(What to work on) Rescale the rows starting with the line containing "- **Query**: toilet bowl" and going on through the end of the rows. Repeat every line, multiplying each box coordinate after "Detection result" by 1.2 and rounding it to a whole number (halves round up), and leave the "Query" and "Expected format" lines unchanged.
⁂
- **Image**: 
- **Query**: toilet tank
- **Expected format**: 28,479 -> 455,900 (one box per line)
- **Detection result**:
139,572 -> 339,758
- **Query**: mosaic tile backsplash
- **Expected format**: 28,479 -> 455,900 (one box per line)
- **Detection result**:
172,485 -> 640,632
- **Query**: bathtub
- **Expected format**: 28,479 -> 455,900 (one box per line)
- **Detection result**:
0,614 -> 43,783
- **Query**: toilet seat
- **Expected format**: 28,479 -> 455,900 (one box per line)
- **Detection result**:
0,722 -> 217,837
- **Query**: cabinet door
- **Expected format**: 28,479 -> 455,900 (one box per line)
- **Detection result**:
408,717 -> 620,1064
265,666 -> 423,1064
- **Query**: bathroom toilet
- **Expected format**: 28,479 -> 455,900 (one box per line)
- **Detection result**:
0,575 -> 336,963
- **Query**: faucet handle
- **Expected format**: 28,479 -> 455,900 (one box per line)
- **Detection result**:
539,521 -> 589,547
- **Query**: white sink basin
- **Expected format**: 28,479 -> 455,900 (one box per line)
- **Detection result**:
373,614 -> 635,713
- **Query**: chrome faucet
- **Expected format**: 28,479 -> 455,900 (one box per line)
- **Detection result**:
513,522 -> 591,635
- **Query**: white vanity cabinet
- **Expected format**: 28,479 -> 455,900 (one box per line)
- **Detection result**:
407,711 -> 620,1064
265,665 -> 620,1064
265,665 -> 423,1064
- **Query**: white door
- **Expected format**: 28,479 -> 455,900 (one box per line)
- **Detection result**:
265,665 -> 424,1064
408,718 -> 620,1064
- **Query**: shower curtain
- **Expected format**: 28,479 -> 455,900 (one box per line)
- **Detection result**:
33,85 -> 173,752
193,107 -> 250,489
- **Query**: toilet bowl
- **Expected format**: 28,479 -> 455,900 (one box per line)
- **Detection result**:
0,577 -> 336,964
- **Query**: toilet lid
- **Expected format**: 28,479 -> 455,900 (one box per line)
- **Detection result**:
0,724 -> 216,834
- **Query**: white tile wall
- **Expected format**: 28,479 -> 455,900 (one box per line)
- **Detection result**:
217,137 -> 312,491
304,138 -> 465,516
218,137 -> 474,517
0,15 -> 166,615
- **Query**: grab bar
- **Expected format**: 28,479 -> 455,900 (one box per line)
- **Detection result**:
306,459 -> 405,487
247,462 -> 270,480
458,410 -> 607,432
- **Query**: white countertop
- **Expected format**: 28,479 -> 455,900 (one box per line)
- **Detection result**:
⁂
(Exercise result)
- **Query**: toilet bowl
- **Expected format**: 28,479 -> 455,900 (one box per line)
- **Detection result**:
0,692 -> 403,1157
- **Query**: toilet lid
- **Expected format**: 28,479 -> 455,900 (one box per line)
- **Detection result**:
0,869 -> 259,1001
- **Query**: white tile wall
- **Expected format**: 28,479 -> 455,900 (one box per line)
- **Detection result**:
260,164 -> 374,589
365,166 -> 558,619
262,164 -> 569,620
0,18 -> 199,738
- **Query**: grab bar
- **Expected format**: 28,479 -> 455,900 (one box per line)
- **Detection result**:
367,551 -> 486,584
296,554 -> 324,576
550,492 -> 728,518
- **Query**: white countertop
- **Expected format**: 28,479 -> 455,900 (one box per line)
- **Detection result**:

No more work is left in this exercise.